[Dataset — start]

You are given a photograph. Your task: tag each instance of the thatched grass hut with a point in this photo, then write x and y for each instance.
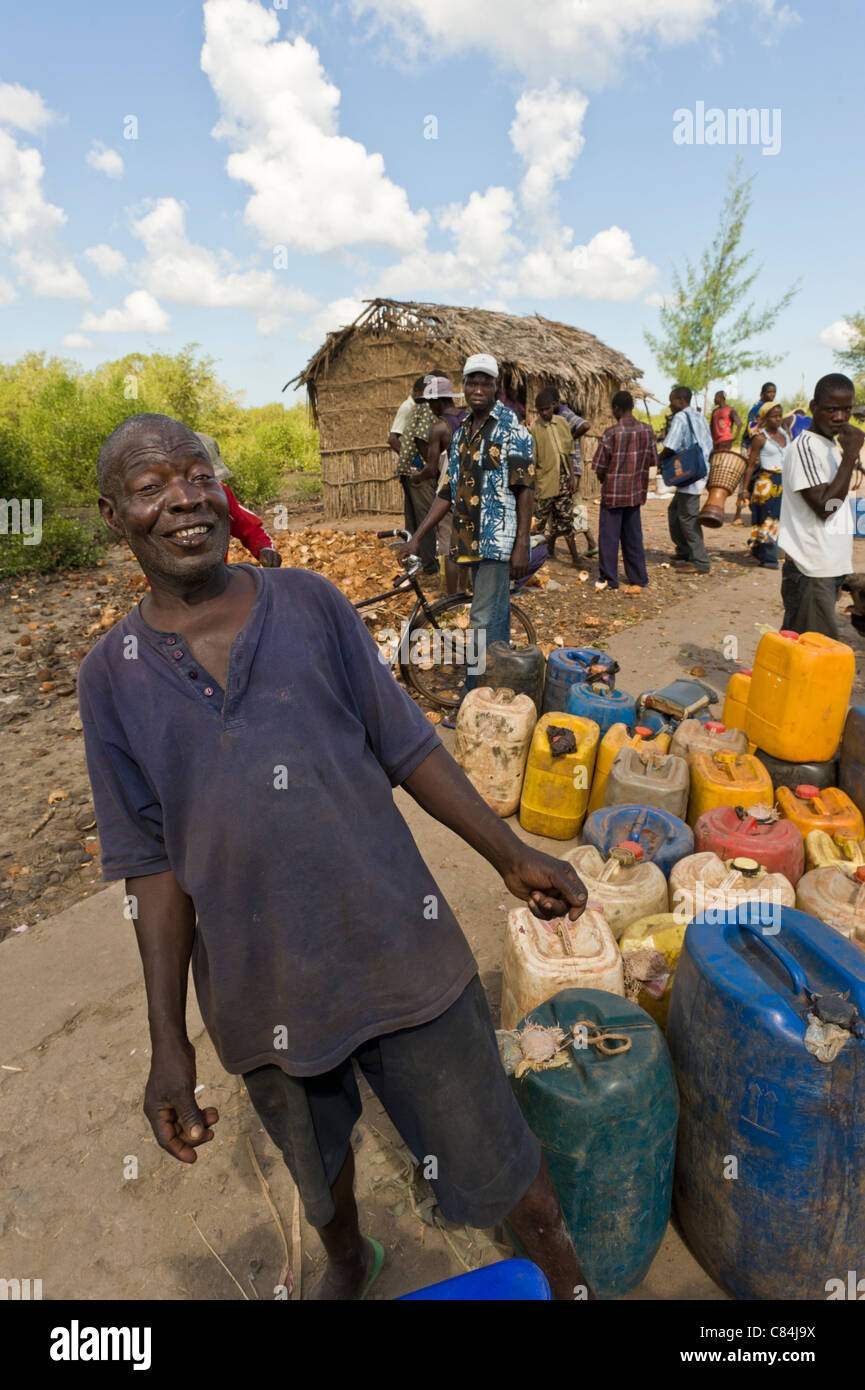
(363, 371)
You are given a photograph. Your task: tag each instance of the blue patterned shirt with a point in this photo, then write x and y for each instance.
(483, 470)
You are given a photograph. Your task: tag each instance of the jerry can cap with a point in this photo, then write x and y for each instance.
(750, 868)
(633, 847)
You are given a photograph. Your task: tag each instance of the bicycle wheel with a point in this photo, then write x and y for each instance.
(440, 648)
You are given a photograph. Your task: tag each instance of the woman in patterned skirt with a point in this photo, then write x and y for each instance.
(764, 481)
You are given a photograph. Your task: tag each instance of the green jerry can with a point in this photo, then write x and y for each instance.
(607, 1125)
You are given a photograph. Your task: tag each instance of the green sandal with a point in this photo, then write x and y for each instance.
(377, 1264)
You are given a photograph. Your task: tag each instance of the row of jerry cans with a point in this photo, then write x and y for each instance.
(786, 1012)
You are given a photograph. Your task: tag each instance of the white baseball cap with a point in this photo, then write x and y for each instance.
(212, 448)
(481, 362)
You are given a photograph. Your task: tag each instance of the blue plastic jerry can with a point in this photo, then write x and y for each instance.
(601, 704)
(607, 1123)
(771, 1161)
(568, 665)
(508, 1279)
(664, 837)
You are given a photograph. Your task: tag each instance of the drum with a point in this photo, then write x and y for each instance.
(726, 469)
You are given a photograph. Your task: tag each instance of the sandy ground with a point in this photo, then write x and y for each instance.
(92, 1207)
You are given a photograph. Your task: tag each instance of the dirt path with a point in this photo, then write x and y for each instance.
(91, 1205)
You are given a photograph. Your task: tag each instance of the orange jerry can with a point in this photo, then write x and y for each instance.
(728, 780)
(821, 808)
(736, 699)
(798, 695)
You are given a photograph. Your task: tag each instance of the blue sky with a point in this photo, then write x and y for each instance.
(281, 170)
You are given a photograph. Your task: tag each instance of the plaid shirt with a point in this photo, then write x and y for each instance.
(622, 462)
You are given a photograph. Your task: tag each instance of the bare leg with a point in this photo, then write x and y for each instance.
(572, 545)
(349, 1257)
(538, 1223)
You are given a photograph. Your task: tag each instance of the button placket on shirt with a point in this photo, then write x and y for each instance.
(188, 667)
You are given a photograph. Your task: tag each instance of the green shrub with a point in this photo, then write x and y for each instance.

[Dataset — finish]
[Dataset — start]

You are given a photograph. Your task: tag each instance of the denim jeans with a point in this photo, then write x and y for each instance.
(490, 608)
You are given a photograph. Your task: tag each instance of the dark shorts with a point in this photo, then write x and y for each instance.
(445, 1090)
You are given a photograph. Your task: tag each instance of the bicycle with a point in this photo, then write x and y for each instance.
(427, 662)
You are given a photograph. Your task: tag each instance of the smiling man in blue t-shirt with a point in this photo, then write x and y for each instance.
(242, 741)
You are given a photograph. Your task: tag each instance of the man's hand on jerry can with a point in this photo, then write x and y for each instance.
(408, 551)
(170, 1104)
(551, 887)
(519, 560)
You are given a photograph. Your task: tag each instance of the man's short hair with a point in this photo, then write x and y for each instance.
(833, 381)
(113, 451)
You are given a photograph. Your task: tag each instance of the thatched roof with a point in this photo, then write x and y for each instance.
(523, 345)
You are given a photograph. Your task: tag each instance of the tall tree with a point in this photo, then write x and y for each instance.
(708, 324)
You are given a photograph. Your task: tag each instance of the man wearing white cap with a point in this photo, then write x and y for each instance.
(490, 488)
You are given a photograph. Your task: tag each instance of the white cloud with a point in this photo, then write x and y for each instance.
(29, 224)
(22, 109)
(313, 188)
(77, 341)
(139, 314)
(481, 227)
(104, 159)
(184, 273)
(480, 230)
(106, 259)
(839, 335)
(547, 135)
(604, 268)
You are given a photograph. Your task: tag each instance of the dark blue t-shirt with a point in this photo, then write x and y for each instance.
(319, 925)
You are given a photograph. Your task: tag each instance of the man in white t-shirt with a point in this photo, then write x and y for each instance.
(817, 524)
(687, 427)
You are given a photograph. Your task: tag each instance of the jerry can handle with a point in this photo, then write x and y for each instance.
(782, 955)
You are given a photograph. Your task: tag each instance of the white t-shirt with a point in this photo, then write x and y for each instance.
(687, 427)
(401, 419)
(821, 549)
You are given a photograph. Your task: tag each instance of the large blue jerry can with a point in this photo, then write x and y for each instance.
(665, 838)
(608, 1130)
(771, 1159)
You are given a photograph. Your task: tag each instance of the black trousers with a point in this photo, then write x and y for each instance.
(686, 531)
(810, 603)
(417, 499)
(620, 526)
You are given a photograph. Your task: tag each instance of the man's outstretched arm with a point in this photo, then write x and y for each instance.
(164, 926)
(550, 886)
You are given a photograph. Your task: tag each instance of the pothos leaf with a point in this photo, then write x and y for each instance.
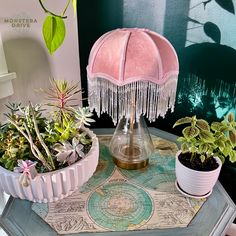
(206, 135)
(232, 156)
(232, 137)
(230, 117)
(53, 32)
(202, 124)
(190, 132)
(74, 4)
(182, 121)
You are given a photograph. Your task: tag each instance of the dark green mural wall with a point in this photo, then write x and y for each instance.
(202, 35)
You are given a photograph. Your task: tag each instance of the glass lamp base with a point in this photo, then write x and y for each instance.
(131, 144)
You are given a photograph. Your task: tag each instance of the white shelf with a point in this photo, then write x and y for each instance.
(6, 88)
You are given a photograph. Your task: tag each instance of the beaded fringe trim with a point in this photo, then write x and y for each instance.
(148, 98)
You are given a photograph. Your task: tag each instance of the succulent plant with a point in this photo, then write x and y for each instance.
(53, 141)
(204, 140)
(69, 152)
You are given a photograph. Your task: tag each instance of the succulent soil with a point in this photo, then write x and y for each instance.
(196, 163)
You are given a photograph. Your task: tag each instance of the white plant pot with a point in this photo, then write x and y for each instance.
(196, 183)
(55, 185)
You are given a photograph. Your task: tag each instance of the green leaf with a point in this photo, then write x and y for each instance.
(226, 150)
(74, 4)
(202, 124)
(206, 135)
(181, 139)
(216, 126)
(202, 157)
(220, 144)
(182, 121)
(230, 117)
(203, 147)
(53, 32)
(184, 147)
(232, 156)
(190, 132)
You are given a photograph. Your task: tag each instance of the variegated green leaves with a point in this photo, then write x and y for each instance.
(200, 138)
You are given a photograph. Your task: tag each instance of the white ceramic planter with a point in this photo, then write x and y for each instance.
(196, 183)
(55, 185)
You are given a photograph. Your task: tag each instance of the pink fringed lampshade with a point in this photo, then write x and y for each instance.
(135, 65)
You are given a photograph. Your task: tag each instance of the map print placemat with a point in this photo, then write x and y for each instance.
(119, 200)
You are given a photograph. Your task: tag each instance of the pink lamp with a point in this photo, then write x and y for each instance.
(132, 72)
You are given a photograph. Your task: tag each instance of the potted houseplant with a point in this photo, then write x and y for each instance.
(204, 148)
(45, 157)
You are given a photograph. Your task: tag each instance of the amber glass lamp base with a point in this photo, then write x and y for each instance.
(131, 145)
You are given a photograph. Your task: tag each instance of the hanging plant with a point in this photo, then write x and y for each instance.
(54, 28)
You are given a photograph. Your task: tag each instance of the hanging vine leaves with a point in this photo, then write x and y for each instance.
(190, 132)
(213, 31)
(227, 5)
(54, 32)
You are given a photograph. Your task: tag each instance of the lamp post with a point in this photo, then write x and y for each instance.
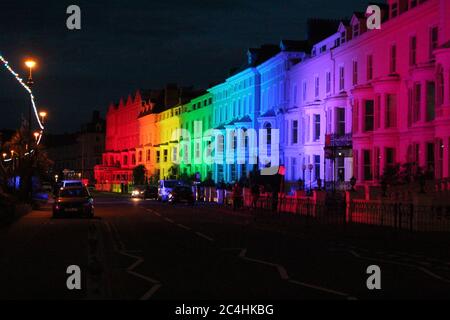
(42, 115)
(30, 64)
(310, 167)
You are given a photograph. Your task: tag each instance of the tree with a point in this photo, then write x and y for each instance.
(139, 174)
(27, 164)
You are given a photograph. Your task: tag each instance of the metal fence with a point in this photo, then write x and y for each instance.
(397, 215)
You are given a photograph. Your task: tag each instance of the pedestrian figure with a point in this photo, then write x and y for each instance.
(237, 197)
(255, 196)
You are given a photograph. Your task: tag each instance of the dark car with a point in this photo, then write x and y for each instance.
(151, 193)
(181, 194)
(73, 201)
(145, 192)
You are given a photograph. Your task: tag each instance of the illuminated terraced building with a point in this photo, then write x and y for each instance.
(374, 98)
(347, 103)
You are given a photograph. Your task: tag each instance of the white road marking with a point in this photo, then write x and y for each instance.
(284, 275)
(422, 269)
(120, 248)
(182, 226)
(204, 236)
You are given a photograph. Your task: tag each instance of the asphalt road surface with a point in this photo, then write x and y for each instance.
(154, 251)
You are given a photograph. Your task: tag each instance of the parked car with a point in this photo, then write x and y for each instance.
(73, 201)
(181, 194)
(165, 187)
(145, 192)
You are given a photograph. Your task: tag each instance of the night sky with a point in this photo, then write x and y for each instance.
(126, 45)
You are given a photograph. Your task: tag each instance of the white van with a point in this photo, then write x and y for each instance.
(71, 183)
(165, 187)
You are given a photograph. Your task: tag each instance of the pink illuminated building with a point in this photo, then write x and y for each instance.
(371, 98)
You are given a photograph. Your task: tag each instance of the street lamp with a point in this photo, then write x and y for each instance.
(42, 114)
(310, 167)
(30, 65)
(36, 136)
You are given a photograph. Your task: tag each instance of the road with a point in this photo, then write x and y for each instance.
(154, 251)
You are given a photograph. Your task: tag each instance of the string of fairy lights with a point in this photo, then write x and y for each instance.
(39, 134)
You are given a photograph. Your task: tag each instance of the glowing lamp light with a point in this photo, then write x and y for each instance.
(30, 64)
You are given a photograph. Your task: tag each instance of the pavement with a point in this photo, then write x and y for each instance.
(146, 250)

[Dataset — finish]
[Dataset — start]

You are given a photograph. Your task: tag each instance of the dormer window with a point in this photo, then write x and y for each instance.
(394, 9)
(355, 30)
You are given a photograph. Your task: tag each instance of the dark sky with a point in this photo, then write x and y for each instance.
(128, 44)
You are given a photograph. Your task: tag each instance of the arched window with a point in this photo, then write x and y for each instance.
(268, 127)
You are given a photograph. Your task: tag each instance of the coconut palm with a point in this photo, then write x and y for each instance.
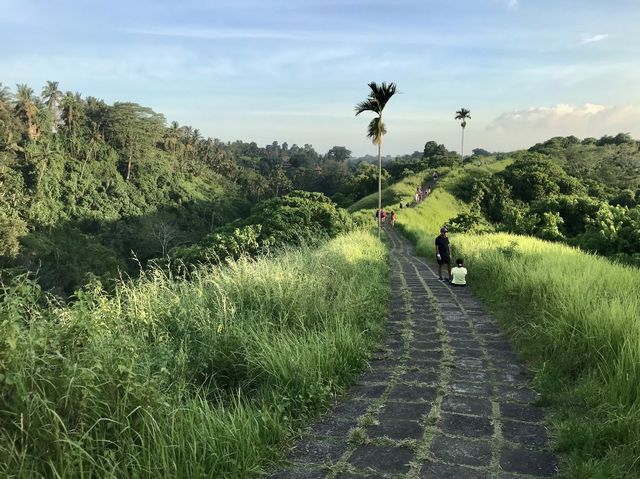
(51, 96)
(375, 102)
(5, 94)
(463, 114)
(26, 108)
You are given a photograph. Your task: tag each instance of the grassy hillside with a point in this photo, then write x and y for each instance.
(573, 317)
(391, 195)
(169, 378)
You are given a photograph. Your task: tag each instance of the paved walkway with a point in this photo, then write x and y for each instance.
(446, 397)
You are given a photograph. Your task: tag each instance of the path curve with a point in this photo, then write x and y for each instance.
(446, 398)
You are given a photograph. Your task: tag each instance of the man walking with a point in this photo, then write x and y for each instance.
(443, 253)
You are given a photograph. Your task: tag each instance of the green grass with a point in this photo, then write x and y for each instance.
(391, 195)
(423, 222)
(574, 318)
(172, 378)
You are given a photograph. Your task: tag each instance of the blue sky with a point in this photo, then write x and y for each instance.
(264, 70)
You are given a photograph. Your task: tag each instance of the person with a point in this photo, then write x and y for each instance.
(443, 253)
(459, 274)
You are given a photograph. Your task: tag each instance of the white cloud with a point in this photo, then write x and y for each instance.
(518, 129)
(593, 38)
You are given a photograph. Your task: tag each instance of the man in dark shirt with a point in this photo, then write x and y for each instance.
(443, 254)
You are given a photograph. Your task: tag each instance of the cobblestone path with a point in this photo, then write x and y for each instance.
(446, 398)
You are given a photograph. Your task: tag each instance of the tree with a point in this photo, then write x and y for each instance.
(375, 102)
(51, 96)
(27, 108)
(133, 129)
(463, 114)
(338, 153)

[Dataset — finish]

-- Brief --
Please return only the lines above, starting at the line that has "of the drum" and ending at the line that has "the green shrub", keeping both and leaving each one unchanged.

-- Response to this exercise --
You are given a photograph. Your task: tag each instance of the drum with a point in this photo, then write x and y for each instance.
(726, 469)
You are given a photograph. Your task: tag each instance of the sandy ground with a point in this photo, then write x and y for each instance.
(92, 1207)
You are given a photograph. Your task: tag each instance of the dirt path with a point in this photo, then write x and y for each instance.
(91, 1205)
You are given a photograph. Your task: tag each instance of the orange jerry can with a point in this photo, then write x and y for each instance.
(728, 780)
(821, 808)
(736, 699)
(798, 695)
You are given a photograph. Your task: tag each instance of the blue sky with a point in this photo, then write x and y for each instance.
(281, 170)
You are given a photograph. Your task: tag each instance of the plaid shirt with a point in this photo, then write x and y for each instance.
(622, 462)
You are given a photograph. Your task: tag each instance of the bare leg with a point in this photo, then write x and y for each instance.
(572, 545)
(349, 1257)
(538, 1223)
You are given a photograph. Your task: tag each instance of the button placket on shirt with a point in this photo, then write x and y for each instance.
(188, 667)
You are given a photograph. Your task: tag each instance of the green shrub with a point in this photo, then write x and y for each instance.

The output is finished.